# [SOLVED] Sata Raid configuration on Asus A8V deluxe



## heartsy (Nov 17, 2008)

Trying to connect harddrives and configure them for raid 0+1 I would like the performance as well as the mirror, so far I can only get one option or the other, I'm not sure if I'm lacking yet another needed harddrive to accomplish this, or if I just plugged things into wrong slots. 

Along with this problem, I also have the issue with my OS reading said drives, as I gave up on having both raid options, and set them up for raid0 (performance) and tried to install OS, I installed drivers as said from floppy, but XP still says cannot install it says it cannot find harddrive.

As title says I have an Asus A8V deluxe motherboard, at the moment I have 2 sata drives connected to sata_raid 1 and sata_raid 2, and one IDE connected to the primary_sata raid controler. I have Onboard Promise Controller Enabled, and the Operating Mode is set to RAID.

I tried connecting an additional sata drive to sata1, but the MBFastBuild utility still only saw the original 3 drives, so that did me no good. Not sure if an OS would have saw that drive or not, as I didn't even try that. 

Basically my main questions now are...
Do I need to install another IDE to the Primary IDE connector? 
Or do I need to connect my current IDE to the Primary IDE instead of the Primary Raid connector? 
And once I have these Harddrives connected right, is there a possibility to get the configuration set to RAID 0+1?

I hope I included enough information to answer my questions, but if not, please let me know of any other info that would be helpful in addressing my current problems. Thank you so much for your time!


----------



## BlueDragon (Dec 8, 2008)

*Re: Sata Raid configuration on Asus A8V deluxe*

Hi heartsy,

As I have been spending a couple of nights trying to make this bloody A8V Deluxe board to work :upset: with 4 HDD's the way I wanted it and due to the fact that I finally could succeed thanks to a post in this forum http://www.techsupportforum.com/f15/asus-k8v-se-deluxe-ide-on-raid-22179.html I would like to share a little of my new knowledge before I'll forget everything again... :smile:



> I'm not sure if I'm lacking yet another needed harddrive to accomplish this, or if I just plugged things into wrong slots.

◆ Data segment

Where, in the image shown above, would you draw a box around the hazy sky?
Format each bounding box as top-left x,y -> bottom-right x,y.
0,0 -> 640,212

◆ Set of tasks
A: According to the Asus A8V Deluxe thread, which connectors are the two SATA drives plugged into?
B: Decide whether each statement agrees with the Asus A8V Deluxe thread. Answer yes or no for each, and quote the words from the thread that settle it.
(i) The Onboard Promise Controller is turned off.
(ii) After an extra SATA drive was connected to sata1, the MBFastBuild utility detected it.
(iii) The drivers were installed from a floppy.
C: In the Asus A8V Deluxe thread, turn the paragraph that begins "As title says I have an Asus A8V deluxe motherboard" into a short list that keeps its main facts.

◆ Responses by task
A: They are plugged into sata_raid 1 and sata_raid 2.

B:
(i) No: "I have Onboard Promise Controller Enabled"
(ii) No: "the MBFastBuild utility still only saw the original 3 drives"
(iii) Yes: "I installed drivers as said from floppy"

C:
- Motherboard: Asus A8V Deluxe
- Two SATA drives connected to sata_raid 1 and sata_raid 2
- One IDE drive connected to the primary_sata raid controller
- Onboard Promise Controller: Enabled
- Operating Mode: RAID